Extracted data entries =
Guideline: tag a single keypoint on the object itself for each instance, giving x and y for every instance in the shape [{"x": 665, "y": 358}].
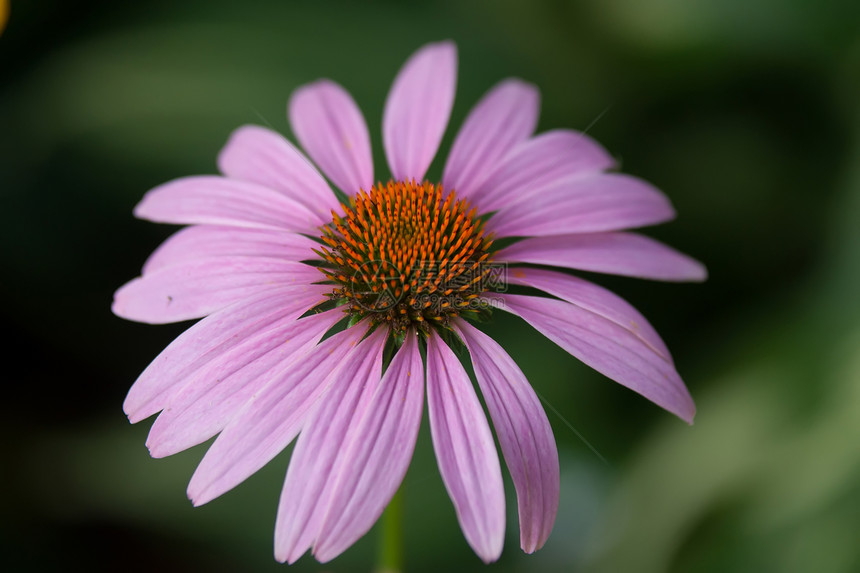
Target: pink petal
[
  {"x": 212, "y": 200},
  {"x": 524, "y": 435},
  {"x": 329, "y": 125},
  {"x": 214, "y": 394},
  {"x": 627, "y": 254},
  {"x": 506, "y": 116},
  {"x": 272, "y": 418},
  {"x": 209, "y": 340},
  {"x": 608, "y": 348},
  {"x": 604, "y": 202},
  {"x": 537, "y": 163},
  {"x": 203, "y": 241},
  {"x": 373, "y": 464},
  {"x": 593, "y": 299},
  {"x": 200, "y": 287},
  {"x": 417, "y": 110},
  {"x": 304, "y": 499},
  {"x": 263, "y": 156},
  {"x": 465, "y": 451}
]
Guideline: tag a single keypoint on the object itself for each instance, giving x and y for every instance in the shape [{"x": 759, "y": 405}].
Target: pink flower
[{"x": 408, "y": 264}]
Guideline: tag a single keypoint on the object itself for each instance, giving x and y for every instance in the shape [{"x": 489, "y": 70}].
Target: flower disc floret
[{"x": 407, "y": 254}]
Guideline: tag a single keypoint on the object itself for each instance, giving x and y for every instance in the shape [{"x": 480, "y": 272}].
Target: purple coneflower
[{"x": 275, "y": 262}]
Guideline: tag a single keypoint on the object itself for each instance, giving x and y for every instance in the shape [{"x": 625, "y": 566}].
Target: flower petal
[
  {"x": 593, "y": 298},
  {"x": 200, "y": 287},
  {"x": 272, "y": 418},
  {"x": 304, "y": 499},
  {"x": 608, "y": 348},
  {"x": 506, "y": 116},
  {"x": 212, "y": 200},
  {"x": 524, "y": 434},
  {"x": 465, "y": 451},
  {"x": 627, "y": 254},
  {"x": 263, "y": 156},
  {"x": 537, "y": 163},
  {"x": 329, "y": 125},
  {"x": 370, "y": 469},
  {"x": 417, "y": 110},
  {"x": 203, "y": 241},
  {"x": 208, "y": 340},
  {"x": 604, "y": 202},
  {"x": 214, "y": 394}
]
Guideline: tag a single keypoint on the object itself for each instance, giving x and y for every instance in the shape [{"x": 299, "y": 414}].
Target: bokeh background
[{"x": 745, "y": 112}]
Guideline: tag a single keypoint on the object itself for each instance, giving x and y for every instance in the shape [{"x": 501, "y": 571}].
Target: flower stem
[{"x": 390, "y": 559}]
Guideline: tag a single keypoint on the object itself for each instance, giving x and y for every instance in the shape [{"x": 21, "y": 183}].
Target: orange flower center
[{"x": 407, "y": 254}]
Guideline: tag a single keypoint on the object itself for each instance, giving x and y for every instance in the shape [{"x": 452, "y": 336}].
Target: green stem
[{"x": 390, "y": 558}]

Exercise details = Leave out the pictures, then give all the records again exactly.

Result of the task =
Guideline: tag a single keypoint on the object itself for each instance, giving x and y for every instance in the shape [{"x": 665, "y": 358}].
Target: pink petal
[
  {"x": 212, "y": 200},
  {"x": 524, "y": 435},
  {"x": 329, "y": 125},
  {"x": 214, "y": 394},
  {"x": 627, "y": 254},
  {"x": 506, "y": 116},
  {"x": 272, "y": 418},
  {"x": 209, "y": 340},
  {"x": 608, "y": 348},
  {"x": 604, "y": 202},
  {"x": 537, "y": 163},
  {"x": 203, "y": 241},
  {"x": 373, "y": 464},
  {"x": 593, "y": 299},
  {"x": 200, "y": 287},
  {"x": 417, "y": 110},
  {"x": 304, "y": 499},
  {"x": 263, "y": 156},
  {"x": 465, "y": 451}
]
Guideline: tag a single keypoint on the object itself for each instance, giving x and y for every instance in the shape [{"x": 759, "y": 405}].
Target: pink flower
[{"x": 408, "y": 264}]
Guideline: tag a single keypoint on the object itself for each instance, giving x and y for every instance in the shape [{"x": 489, "y": 70}].
Target: flower disc floret
[{"x": 407, "y": 254}]
Guideline: tag a single keypoint on the object itself for each instance, giving x and y for every instance in the shape [{"x": 480, "y": 272}].
Target: purple coneflower
[{"x": 275, "y": 262}]
Guideline: tag a single keypoint on the object itself for each instance, giving x and y for every instance in the shape [{"x": 625, "y": 566}].
Target: flower petal
[
  {"x": 593, "y": 298},
  {"x": 200, "y": 287},
  {"x": 272, "y": 418},
  {"x": 304, "y": 499},
  {"x": 608, "y": 348},
  {"x": 506, "y": 116},
  {"x": 212, "y": 200},
  {"x": 524, "y": 434},
  {"x": 465, "y": 451},
  {"x": 627, "y": 254},
  {"x": 263, "y": 156},
  {"x": 537, "y": 163},
  {"x": 329, "y": 125},
  {"x": 370, "y": 469},
  {"x": 417, "y": 110},
  {"x": 203, "y": 241},
  {"x": 208, "y": 340},
  {"x": 604, "y": 202},
  {"x": 214, "y": 394}
]
Guideline: tag a single keypoint on the object itself for each instance, giving x and y for every instance in the shape [{"x": 299, "y": 414}].
Target: bokeh background
[{"x": 745, "y": 112}]
Guideline: tag a single keypoint on the object itself for each instance, giving x and y for every instance in the shape [{"x": 501, "y": 571}].
Target: flower stem
[{"x": 390, "y": 559}]
Guideline: tag a single keypoint on the object itself for each instance, giving x and y for every instance in the shape [{"x": 21, "y": 183}].
Target: orange flower center
[{"x": 407, "y": 254}]
Guideline: tag a single keypoint on the object itself for each instance, giving x and y for every instance in the shape [{"x": 452, "y": 336}].
Target: green stem
[{"x": 390, "y": 558}]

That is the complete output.